-- TEXT PASSAGE follows --

Starbar is a brand of chocolate bar manufactured by Cadbury. The bar has chocolate covering and is filled with caramel and crushed roasted peanuts. The product is sold in the United Kingdom, and also in Canada and Germany under the name Wunderbar.

==History==
The Star Bar was launched in 1976. It was accompanied by a space-themed TV advert by Richard Williams Animation Studio, London with the tagline "...next time you're having an energy crisis". The bar was later promoted as "the munchiest bar ever". It was also promoted in the UK in the mid-1980s with a postal offer (3 wrappers plus P+P could be turned in for a Starbar Ruler, Pencil and a copy of Douglas Adams' The Restaurant at the End of the Universe).

In 1989, it briefly became a peanut version of the Boost, only to return to Starbar (now written as one word) in 1994.

-- TEXT PASSAGE concluded --
-- RECORD SET follows --

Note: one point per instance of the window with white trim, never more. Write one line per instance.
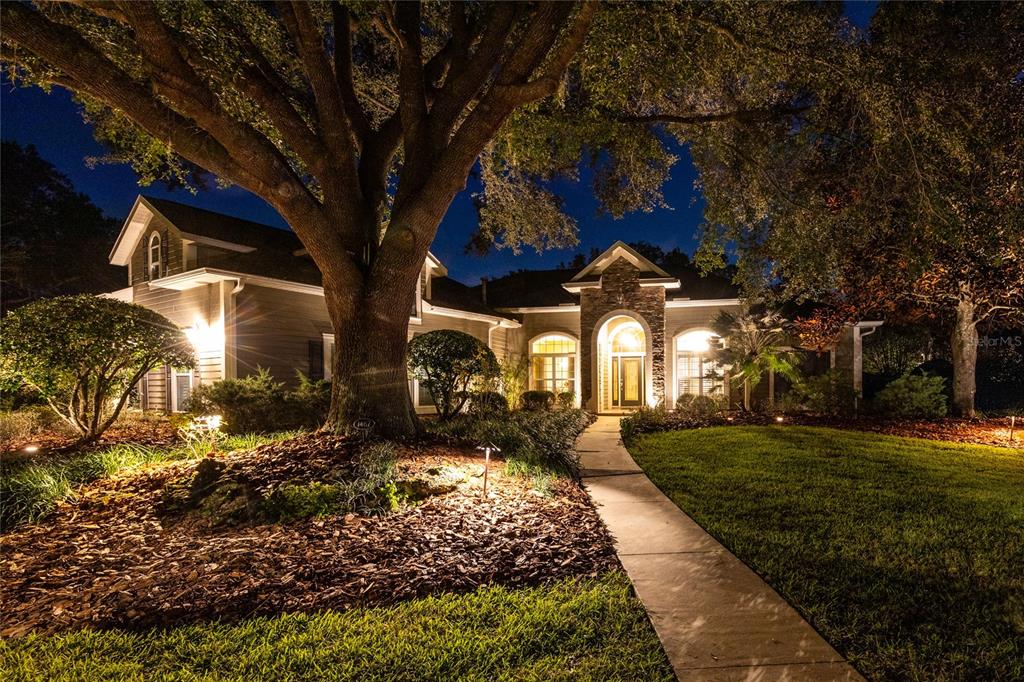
(154, 264)
(696, 372)
(553, 364)
(181, 385)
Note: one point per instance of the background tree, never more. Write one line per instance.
(446, 364)
(359, 122)
(901, 194)
(752, 344)
(84, 354)
(54, 240)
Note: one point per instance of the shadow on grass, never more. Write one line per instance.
(905, 554)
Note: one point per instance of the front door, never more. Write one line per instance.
(627, 381)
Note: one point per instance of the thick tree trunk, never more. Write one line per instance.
(369, 376)
(965, 347)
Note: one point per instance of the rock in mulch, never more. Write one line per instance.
(111, 560)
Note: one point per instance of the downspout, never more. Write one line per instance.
(228, 359)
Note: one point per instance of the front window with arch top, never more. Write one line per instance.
(552, 363)
(696, 372)
(153, 257)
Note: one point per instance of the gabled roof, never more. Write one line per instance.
(449, 293)
(528, 289)
(201, 225)
(611, 254)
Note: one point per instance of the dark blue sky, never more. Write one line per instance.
(53, 124)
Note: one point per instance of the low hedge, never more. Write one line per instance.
(531, 441)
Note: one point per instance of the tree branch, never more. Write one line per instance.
(547, 82)
(744, 115)
(336, 128)
(343, 71)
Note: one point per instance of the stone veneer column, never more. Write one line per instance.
(621, 290)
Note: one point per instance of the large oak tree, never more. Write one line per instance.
(359, 122)
(903, 192)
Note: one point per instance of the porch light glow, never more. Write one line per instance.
(205, 337)
(697, 341)
(628, 339)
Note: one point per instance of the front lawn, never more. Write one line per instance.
(571, 630)
(905, 554)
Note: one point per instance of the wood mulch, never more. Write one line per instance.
(110, 559)
(973, 431)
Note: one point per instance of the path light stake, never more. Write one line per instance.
(486, 448)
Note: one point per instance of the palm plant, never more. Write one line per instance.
(752, 344)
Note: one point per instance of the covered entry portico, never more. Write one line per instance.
(623, 364)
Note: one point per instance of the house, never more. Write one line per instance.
(620, 333)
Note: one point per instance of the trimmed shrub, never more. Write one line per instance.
(538, 400)
(253, 403)
(448, 363)
(689, 405)
(913, 396)
(829, 393)
(643, 420)
(487, 402)
(531, 442)
(259, 403)
(309, 402)
(84, 354)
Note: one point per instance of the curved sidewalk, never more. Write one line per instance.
(717, 620)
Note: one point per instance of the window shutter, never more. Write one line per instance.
(315, 360)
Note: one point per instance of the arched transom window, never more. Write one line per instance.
(552, 363)
(696, 372)
(153, 257)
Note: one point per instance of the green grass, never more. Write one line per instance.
(30, 491)
(906, 554)
(574, 630)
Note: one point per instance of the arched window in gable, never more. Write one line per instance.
(154, 266)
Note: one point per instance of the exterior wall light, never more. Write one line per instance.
(205, 337)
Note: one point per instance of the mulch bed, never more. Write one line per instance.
(974, 431)
(110, 559)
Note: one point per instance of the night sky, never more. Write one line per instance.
(53, 124)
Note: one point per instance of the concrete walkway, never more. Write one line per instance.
(716, 617)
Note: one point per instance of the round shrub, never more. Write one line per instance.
(84, 354)
(913, 396)
(446, 364)
(538, 399)
(487, 402)
(689, 405)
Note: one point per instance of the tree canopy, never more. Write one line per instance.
(359, 122)
(54, 240)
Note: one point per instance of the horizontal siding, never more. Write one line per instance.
(274, 328)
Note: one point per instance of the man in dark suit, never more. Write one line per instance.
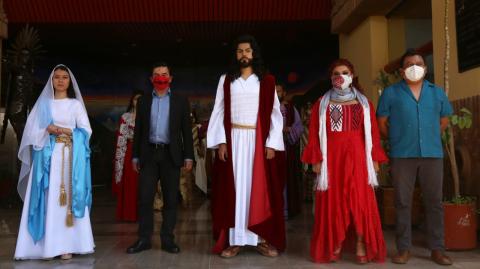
(162, 144)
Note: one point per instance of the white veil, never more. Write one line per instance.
(35, 134)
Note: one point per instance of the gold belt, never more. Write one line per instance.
(242, 126)
(67, 143)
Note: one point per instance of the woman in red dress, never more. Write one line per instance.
(344, 149)
(125, 179)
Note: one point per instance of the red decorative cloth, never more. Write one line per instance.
(125, 179)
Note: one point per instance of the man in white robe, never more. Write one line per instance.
(245, 99)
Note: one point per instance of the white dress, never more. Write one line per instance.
(245, 96)
(58, 238)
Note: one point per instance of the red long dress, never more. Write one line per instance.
(348, 207)
(125, 179)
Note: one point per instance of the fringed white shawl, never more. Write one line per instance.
(322, 178)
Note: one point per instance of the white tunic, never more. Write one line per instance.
(58, 238)
(245, 96)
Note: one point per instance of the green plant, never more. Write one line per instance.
(462, 120)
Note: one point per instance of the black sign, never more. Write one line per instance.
(468, 33)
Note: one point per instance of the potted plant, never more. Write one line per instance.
(460, 211)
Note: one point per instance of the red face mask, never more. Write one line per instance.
(161, 83)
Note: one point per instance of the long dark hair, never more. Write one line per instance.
(257, 61)
(70, 90)
(349, 65)
(130, 104)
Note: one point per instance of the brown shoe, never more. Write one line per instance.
(230, 252)
(440, 258)
(402, 257)
(267, 250)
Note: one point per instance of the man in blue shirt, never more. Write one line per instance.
(412, 114)
(161, 145)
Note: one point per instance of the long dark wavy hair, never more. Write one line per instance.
(349, 65)
(257, 61)
(130, 104)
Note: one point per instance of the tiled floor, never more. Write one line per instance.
(193, 235)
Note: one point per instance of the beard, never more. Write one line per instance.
(244, 62)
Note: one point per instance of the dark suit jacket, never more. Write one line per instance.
(181, 141)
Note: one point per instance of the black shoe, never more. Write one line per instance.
(140, 245)
(171, 248)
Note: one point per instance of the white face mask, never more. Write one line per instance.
(347, 81)
(414, 73)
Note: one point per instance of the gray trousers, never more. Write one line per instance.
(404, 172)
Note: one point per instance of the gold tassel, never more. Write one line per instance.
(63, 196)
(69, 218)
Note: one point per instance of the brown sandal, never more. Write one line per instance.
(267, 250)
(230, 252)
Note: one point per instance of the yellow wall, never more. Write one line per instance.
(464, 84)
(396, 38)
(367, 48)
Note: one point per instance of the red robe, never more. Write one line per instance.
(348, 207)
(126, 189)
(266, 200)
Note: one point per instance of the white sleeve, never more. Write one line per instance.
(275, 136)
(81, 118)
(216, 129)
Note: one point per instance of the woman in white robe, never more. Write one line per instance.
(58, 111)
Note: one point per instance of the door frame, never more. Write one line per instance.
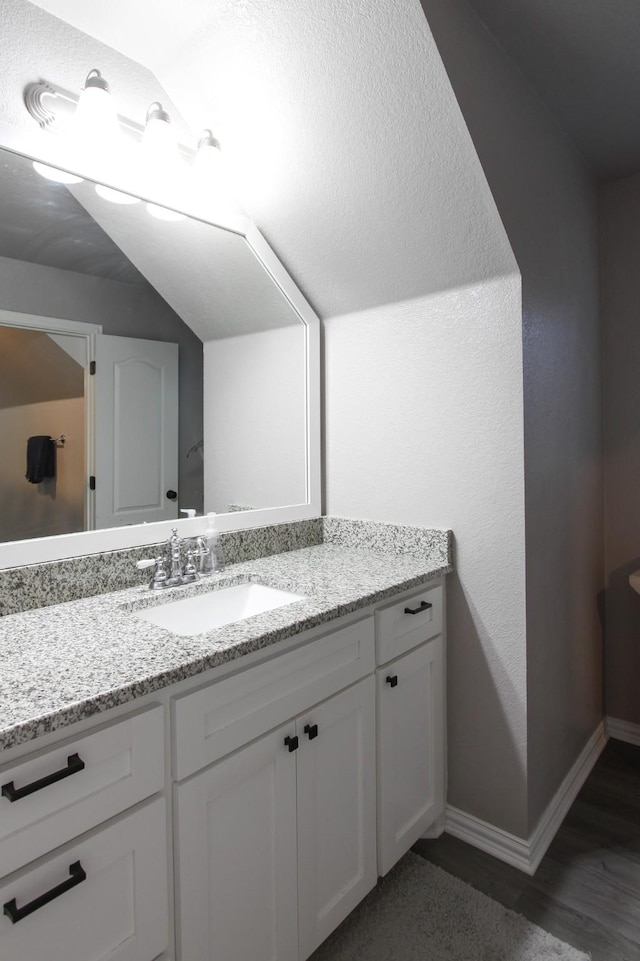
(86, 333)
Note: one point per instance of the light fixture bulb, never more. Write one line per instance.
(212, 183)
(115, 196)
(158, 140)
(57, 176)
(209, 160)
(95, 116)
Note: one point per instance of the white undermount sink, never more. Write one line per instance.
(204, 612)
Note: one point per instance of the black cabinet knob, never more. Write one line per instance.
(424, 606)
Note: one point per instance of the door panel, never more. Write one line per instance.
(237, 856)
(336, 811)
(136, 431)
(410, 750)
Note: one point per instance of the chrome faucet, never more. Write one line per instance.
(175, 559)
(197, 560)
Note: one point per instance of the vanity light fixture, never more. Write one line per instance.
(208, 159)
(95, 115)
(90, 121)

-- RECORD SET concluded --

EXERCISE SET:
**A.** Write out the part of the Starbar passage starting with "Starbar is a" and going on through "of the Universe).".
**B.** Answer these questions using the Starbar passage:
(i) In what year was the Star Bar launched?
(ii) Under what name is the product sold in Canada and Germany?
(iii) In what year did the bar return to the Starbar name?
**C.** Write what follows in the passage on the Starbar chocolate bar, picking up after its last sentence.

RESPONSES FOR EACH TASK:
**A.**
Starbar is a brand of chocolate bar manufactured by Cadbury. The bar has chocolate covering and is filled with caramel and crushed roasted peanuts. The product is sold in the United Kingdom, and also in Canada and Germany under the name Wunderbar.

==History==
The Star Bar was launched in 1976. It was accompanied by a space-themed TV advert by Richard Williams Animation Studio, London with the tagline "...next time you're having an energy crisis". The bar was later promoted as "the munchiest bar ever". It was also promoted in the UK in the mid-1980s with a postal offer (3 wrappers plus P+P could be turned in for a Starbar Ruler, Pencil and a copy of Douglas Adams' The Restaurant at the End of the Universe).

**B.**
(i) 1976
(ii) Wunderbar
(iii) 1994

**C.**
Canadian and German version of the Starbar, branded "Wunderbar" in a package of mini bite-size pieces

In Canada and Germany, Wunderbar is a Cadbury Adams product marketed under the license of Cadbury UK Limited. It is also available in a package of "minis" and in a 12 g (½ oz) size for Halloween.

Since January 2012, Starbars have been available in the Nordic countries, manufactured by Marabou Sweden (owned by Mondelēz International which also owns Cadbury).

Starbar was introduced to Australia in November 2012 (made in Ireland); however, it is no longer available and no longer listed on the Cadbury Australia website.